GIVEN PROBLEM A:
Could you rewrite the paragraph beginning "In Study 1, we use ACT-Self" from the abstract below as a short list, keeping its main facts?
GIVEN PROBLEM B:
Using the abstract below, can you answer these questions, one per line?
(i) What is the publication date?
(ii) According to ACT-Self, what do interactions that violate one's sense of self cause?
(iii) How many men were surveyed in Study 2?

EXCERPT PROVIDED:
=-=-=-=-=

Advances in Group Processes

ISBN: 978-1-83797-477-1, eISBN: 978-1-83797-476-4

Publication date: 14 December 2023

Abstract

Purpose

Various mass shooters have explained their violent actions as a response to failing at dominant forms of masculinity, including rejection from women and negative social comparisons to other men. The affect control theory of self (ACT-Self) posits that interactions that violate one's sense of self cause inauthenticity. This disequilibrium motivates behaviors that restore self-meanings, which may partially explain the link between challenges to the self and compensatory violence.

Methodology

In Study 1, we use ACT-Self to examine the relationship between inauthenticity, violent fantasies, and physical aggression in the autobiography of one mass shooter. We quantify self-sentiments and inauthenticity using ACT-Self measures and methods, and perform a thematic analysis of the shooter's interpretations of and responses to disconfirming events. In Study 2, we examine the relationship between these same concepts in a survey of 18-to-32-year-old men (N = 847).

=-=-=-=-=

ROWS:
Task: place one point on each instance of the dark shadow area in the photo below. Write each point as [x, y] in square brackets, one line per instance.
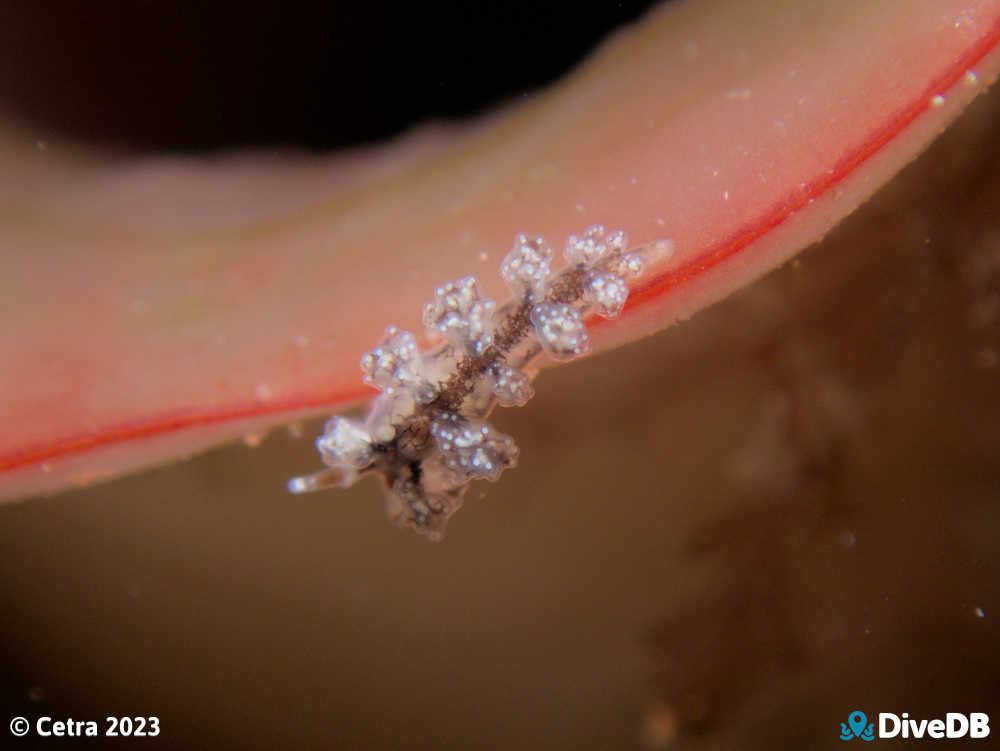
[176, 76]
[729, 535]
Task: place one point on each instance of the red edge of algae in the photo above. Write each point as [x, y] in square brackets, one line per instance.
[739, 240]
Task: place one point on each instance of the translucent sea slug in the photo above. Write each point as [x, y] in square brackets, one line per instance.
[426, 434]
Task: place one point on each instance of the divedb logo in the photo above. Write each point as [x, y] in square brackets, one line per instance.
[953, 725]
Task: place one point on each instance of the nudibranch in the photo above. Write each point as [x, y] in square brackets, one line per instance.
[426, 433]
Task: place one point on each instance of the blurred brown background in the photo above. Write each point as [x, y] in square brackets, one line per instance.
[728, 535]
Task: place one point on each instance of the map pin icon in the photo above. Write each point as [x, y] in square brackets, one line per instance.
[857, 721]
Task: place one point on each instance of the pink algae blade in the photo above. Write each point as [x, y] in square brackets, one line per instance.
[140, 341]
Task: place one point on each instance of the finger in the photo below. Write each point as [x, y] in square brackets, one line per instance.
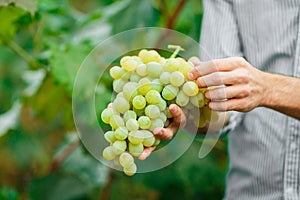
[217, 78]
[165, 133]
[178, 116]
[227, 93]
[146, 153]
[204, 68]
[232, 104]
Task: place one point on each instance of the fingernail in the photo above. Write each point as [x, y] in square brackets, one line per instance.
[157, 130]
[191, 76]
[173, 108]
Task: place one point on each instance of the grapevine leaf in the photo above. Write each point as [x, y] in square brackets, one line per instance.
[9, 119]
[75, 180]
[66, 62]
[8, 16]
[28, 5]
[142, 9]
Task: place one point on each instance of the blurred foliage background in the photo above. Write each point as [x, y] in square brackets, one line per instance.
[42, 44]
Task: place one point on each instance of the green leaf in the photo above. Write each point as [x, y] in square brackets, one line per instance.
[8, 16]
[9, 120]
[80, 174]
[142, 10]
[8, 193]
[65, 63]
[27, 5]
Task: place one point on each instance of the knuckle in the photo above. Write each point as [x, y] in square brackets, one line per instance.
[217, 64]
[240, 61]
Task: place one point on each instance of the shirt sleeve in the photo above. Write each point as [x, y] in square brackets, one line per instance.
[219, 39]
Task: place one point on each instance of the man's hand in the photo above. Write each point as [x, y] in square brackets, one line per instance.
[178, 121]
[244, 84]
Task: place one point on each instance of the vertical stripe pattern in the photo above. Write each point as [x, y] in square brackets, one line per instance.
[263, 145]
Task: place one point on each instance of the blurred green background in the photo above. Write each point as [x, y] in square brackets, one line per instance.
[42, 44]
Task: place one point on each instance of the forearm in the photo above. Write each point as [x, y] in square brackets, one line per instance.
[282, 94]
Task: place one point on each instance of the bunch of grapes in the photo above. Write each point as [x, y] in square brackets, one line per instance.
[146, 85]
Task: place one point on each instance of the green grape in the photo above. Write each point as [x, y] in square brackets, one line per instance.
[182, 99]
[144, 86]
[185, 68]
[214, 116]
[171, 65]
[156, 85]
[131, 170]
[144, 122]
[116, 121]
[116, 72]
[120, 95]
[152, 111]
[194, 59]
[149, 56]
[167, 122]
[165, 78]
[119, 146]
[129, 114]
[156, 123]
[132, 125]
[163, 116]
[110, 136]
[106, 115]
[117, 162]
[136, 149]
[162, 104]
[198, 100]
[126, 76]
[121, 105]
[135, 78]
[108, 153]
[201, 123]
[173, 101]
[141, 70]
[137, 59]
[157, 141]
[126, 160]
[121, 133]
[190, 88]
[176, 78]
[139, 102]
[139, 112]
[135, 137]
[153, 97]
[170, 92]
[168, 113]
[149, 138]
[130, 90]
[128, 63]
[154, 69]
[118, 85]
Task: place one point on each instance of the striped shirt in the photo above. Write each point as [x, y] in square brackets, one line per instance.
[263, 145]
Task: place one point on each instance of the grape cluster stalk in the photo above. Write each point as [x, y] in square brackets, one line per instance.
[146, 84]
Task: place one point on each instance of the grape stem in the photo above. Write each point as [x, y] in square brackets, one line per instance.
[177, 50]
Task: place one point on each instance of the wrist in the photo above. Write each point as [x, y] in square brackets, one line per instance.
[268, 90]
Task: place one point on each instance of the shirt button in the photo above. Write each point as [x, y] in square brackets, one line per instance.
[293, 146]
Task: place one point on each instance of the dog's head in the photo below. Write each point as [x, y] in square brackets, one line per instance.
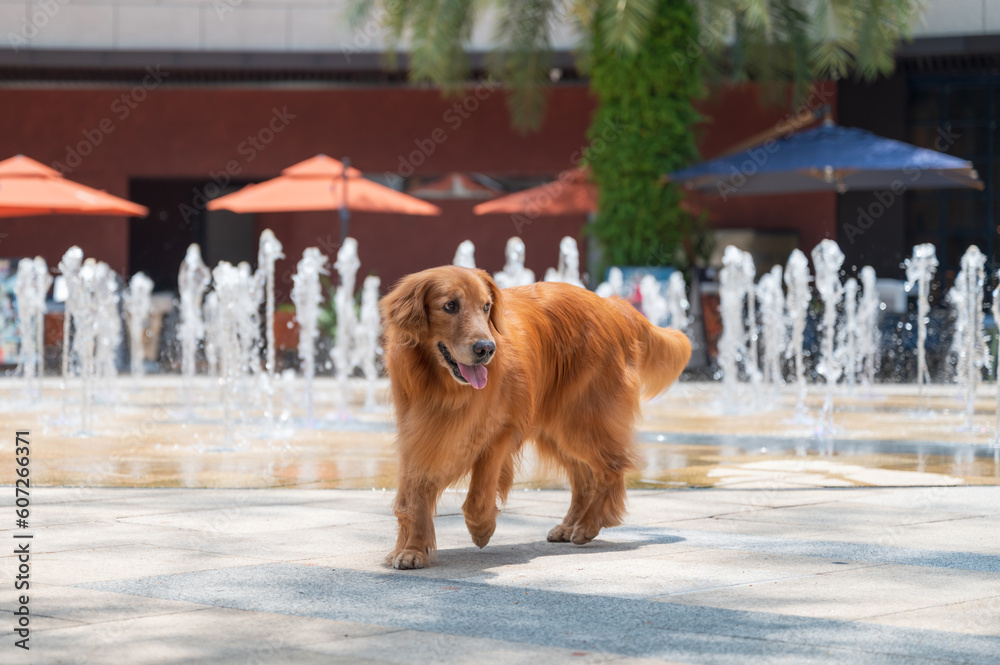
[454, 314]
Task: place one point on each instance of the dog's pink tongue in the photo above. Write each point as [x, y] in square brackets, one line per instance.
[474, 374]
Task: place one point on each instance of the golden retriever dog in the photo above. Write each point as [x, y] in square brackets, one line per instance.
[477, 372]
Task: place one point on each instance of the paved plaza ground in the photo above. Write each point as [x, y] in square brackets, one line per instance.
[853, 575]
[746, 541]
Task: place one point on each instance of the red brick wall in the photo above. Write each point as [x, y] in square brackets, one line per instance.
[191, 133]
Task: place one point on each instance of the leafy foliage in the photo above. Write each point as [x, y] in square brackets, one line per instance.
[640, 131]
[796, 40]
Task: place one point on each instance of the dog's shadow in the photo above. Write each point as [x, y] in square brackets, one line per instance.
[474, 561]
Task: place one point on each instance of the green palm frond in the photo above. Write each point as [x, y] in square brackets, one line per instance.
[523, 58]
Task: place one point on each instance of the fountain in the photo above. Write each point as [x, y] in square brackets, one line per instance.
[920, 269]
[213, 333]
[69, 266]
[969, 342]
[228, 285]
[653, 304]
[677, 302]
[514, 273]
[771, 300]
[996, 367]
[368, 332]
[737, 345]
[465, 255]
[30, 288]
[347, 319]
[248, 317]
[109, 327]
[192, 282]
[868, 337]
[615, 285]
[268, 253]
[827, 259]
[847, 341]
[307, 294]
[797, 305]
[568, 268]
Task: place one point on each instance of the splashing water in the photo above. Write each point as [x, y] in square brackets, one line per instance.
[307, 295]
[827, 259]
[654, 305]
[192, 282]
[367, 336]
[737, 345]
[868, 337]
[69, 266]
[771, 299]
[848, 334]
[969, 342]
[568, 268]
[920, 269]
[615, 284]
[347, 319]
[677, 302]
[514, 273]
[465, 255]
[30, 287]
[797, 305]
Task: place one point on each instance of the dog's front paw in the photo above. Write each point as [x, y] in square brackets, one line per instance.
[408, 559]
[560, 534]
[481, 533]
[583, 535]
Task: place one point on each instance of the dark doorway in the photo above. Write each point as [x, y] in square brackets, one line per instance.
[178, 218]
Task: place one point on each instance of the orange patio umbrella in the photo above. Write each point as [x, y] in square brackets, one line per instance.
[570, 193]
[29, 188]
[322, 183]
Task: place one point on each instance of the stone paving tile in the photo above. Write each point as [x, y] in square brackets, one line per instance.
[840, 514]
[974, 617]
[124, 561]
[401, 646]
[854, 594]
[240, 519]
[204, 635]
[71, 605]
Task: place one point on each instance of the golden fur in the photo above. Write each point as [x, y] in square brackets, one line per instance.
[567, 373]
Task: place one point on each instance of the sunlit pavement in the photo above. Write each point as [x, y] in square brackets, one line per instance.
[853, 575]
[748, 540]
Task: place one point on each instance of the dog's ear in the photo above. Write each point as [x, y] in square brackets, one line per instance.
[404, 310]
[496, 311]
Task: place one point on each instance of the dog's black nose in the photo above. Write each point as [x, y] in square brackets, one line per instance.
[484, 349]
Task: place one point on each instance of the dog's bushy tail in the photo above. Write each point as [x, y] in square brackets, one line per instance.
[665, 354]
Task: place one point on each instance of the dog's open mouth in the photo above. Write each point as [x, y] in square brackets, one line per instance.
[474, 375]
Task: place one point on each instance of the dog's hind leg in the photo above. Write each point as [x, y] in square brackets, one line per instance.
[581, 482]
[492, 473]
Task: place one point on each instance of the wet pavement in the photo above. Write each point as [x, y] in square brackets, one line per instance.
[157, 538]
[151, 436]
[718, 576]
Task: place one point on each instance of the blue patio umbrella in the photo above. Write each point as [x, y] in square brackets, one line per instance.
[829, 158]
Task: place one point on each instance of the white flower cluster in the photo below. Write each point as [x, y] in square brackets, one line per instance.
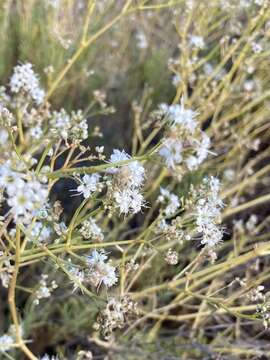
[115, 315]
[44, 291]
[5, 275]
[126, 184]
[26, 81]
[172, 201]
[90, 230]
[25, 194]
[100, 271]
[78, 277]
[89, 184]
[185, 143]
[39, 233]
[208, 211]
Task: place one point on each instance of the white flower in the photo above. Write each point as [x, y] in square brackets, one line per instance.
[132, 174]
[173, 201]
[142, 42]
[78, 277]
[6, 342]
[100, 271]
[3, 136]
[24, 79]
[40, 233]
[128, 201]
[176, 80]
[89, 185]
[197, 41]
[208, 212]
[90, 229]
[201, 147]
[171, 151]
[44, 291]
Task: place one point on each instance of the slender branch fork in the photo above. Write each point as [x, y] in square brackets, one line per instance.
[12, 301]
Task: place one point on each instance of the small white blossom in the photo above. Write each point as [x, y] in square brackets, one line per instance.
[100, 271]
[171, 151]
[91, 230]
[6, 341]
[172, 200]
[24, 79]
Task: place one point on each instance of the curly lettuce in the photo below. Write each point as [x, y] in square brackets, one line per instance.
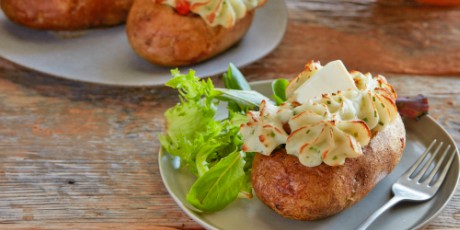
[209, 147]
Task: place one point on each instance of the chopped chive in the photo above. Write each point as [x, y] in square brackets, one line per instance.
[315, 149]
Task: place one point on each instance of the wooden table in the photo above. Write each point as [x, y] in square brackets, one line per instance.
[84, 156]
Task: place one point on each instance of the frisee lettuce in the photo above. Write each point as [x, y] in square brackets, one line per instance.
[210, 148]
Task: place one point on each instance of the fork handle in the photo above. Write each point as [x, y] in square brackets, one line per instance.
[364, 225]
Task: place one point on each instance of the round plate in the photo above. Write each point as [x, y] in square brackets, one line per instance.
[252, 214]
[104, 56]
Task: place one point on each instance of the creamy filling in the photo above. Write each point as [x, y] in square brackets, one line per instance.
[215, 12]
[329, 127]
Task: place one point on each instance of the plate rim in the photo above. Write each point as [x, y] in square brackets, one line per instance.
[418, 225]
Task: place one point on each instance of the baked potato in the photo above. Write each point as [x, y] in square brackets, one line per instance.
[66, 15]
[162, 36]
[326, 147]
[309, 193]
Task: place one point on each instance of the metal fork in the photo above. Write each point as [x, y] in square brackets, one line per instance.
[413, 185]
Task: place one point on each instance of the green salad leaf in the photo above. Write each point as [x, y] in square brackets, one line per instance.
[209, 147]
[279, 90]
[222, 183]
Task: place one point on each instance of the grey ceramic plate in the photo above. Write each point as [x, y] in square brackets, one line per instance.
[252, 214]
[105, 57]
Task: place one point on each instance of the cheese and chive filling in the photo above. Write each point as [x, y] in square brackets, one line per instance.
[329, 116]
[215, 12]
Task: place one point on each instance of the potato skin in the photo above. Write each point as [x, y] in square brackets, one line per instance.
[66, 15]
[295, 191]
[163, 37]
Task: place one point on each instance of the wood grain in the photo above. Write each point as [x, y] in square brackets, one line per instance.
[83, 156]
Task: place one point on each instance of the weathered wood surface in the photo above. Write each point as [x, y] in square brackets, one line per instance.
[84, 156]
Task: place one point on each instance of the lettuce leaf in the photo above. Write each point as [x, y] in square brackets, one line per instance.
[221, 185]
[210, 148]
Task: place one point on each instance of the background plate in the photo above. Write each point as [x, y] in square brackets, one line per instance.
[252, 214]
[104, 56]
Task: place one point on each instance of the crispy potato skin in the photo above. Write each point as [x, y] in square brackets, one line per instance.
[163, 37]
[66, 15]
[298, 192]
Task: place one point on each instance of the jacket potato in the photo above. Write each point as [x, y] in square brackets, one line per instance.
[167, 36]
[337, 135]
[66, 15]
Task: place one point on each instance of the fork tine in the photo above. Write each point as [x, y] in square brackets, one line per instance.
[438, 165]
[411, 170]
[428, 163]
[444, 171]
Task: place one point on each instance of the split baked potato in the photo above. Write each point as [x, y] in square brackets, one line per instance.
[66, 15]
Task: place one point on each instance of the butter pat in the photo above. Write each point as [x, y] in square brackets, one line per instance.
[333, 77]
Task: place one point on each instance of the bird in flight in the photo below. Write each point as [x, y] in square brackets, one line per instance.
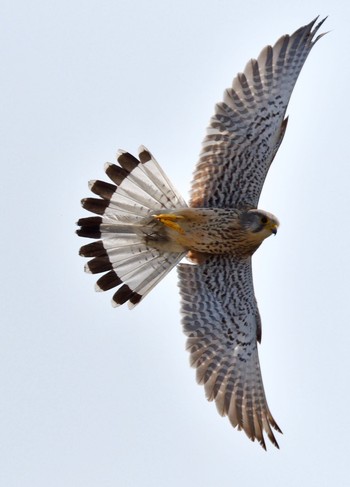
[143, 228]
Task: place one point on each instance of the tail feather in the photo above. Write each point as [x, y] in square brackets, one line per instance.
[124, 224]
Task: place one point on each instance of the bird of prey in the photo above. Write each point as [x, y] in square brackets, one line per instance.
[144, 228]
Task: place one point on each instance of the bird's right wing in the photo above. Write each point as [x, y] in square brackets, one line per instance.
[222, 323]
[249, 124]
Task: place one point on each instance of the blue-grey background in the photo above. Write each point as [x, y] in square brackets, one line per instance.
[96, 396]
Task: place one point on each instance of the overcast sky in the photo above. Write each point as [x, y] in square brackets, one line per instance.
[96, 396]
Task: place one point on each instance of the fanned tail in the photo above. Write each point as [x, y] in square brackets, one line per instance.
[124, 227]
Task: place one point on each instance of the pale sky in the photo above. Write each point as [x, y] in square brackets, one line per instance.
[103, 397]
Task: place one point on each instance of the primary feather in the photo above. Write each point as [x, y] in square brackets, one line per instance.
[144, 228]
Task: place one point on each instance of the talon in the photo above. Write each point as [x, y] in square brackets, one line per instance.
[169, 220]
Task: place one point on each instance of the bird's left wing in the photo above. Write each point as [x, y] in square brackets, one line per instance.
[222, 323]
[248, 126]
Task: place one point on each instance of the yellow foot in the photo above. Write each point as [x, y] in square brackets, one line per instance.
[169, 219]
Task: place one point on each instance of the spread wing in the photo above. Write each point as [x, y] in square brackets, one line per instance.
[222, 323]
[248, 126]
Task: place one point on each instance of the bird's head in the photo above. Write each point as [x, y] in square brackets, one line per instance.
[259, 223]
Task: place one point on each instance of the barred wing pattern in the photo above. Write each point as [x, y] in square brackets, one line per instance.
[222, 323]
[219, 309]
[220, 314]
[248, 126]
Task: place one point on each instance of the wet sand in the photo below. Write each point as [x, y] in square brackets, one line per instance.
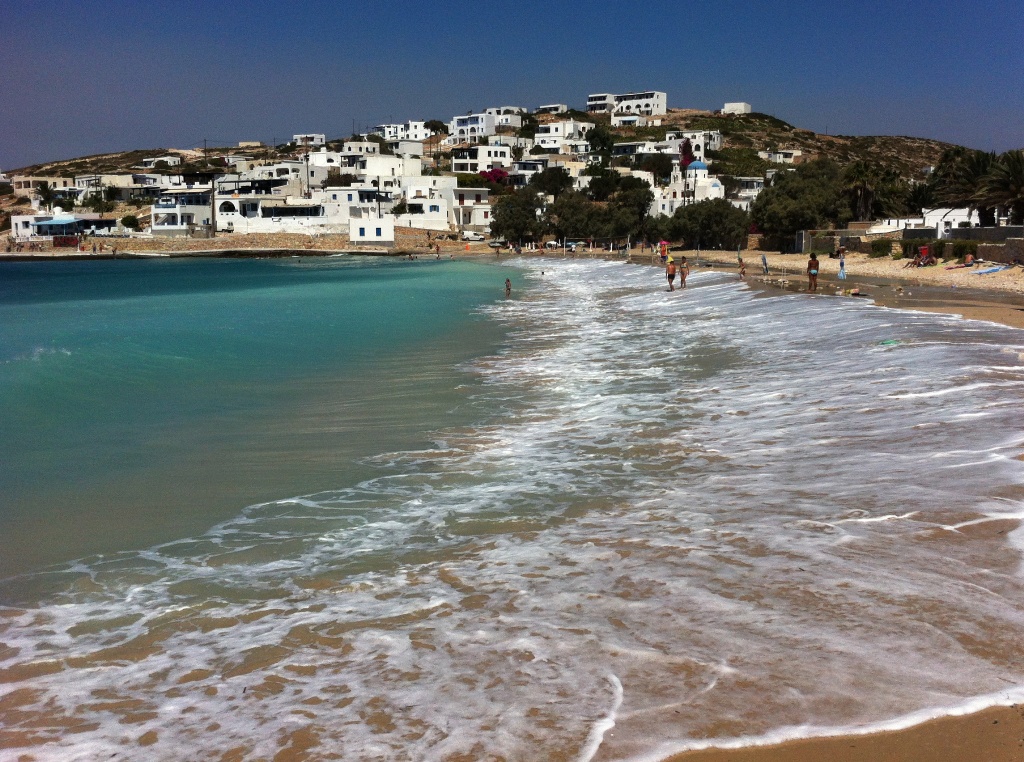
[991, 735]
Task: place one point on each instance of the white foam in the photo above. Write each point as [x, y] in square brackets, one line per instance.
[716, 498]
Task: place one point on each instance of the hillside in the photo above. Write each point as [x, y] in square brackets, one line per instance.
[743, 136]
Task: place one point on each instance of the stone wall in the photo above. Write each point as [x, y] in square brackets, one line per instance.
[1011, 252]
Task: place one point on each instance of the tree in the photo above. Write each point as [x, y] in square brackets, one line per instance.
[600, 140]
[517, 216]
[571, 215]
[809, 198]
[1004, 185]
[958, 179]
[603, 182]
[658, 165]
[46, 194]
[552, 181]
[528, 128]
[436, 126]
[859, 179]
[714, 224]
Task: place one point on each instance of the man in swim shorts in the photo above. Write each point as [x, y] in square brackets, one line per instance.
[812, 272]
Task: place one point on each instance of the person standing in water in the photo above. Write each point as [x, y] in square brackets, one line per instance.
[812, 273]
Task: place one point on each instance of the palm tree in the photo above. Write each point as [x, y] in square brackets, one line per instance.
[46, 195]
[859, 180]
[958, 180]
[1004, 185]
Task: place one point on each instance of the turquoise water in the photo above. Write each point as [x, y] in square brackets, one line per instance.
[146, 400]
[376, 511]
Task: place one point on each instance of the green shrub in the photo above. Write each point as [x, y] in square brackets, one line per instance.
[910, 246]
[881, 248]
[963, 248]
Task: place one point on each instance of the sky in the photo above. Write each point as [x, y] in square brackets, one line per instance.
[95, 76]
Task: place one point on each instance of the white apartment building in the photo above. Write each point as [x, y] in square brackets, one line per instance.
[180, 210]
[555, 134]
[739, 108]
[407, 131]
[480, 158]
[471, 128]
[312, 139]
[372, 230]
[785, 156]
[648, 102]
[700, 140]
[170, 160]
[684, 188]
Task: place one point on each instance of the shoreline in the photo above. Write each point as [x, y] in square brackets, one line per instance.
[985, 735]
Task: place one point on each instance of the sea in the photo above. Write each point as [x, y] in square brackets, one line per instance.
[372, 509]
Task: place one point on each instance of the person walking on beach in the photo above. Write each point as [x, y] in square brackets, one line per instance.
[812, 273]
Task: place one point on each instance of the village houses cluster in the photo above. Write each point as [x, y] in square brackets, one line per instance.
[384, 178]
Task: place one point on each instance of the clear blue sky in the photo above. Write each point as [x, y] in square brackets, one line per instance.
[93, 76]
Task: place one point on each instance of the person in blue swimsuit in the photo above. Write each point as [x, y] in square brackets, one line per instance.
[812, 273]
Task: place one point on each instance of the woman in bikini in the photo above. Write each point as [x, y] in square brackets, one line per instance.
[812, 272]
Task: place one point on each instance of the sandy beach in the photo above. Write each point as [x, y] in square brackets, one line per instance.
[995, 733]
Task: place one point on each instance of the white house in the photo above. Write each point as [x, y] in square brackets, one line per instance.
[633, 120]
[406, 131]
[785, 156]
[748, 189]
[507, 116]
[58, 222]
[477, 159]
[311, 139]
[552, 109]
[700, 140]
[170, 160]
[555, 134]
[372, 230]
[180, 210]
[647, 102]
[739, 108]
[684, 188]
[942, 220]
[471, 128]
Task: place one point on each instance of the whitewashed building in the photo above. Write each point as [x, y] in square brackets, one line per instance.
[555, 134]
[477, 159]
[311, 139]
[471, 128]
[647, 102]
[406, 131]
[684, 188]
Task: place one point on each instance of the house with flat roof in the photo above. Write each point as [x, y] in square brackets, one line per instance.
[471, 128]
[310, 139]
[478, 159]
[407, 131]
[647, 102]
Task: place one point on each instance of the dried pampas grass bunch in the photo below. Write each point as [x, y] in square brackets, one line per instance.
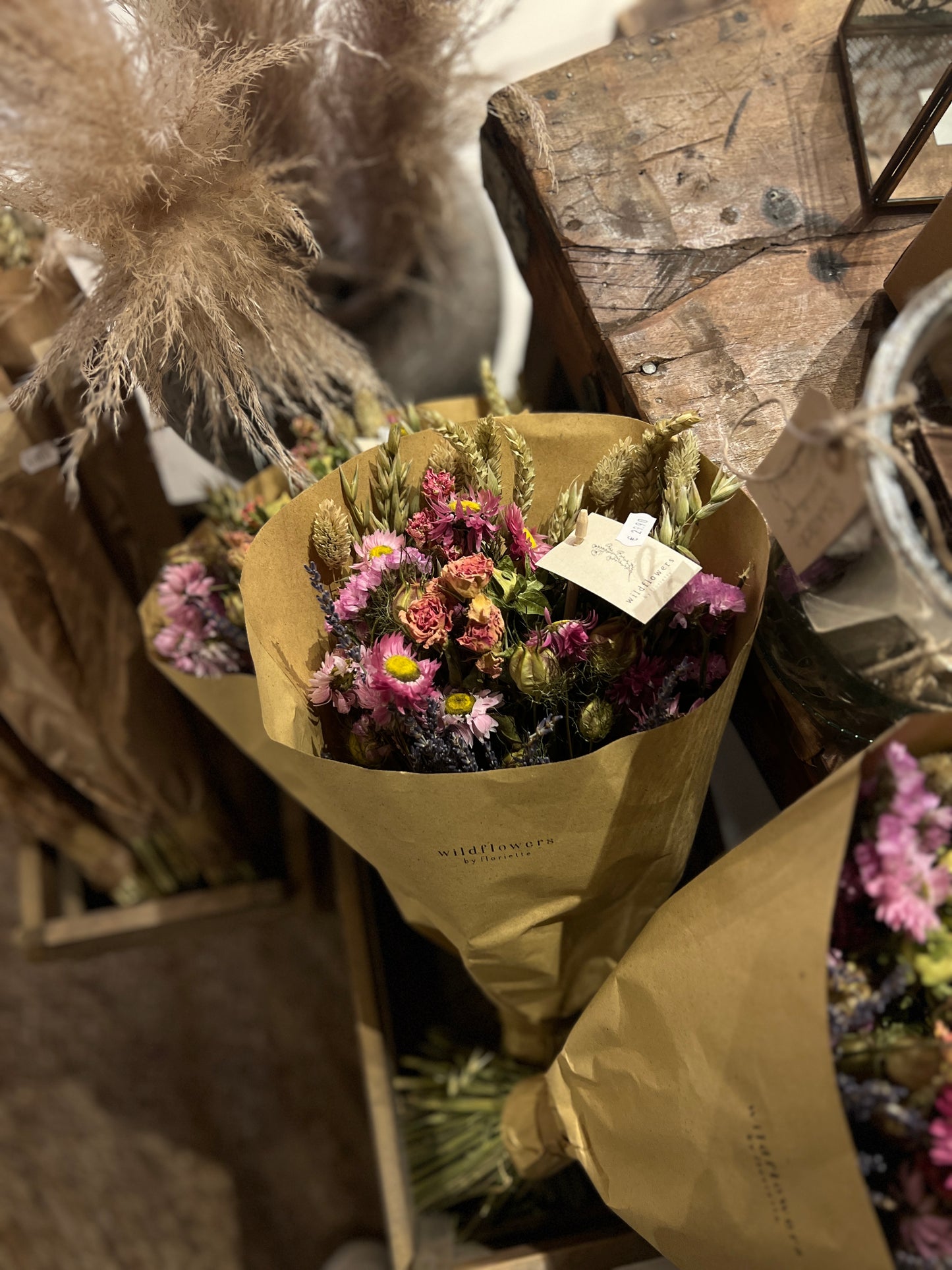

=-=-=-=-=

WRITTEN REPLY A:
- Study 1 applies ACT-Self to one mass shooter's autobiography to examine how inauthenticity, violent fantasies, and physical aggression relate.
- It measures self-sentiments and inauthenticity with ACT-Self methods and thematically analyzes how the shooter interpreted and responded to disconfirming events.
- Study 2 examines the same concepts in a survey of 847 men aged 18 to 32.

WRITTEN REPLY B:
(i) 14 December 2023
(ii) Inauthenticity
(iii) 847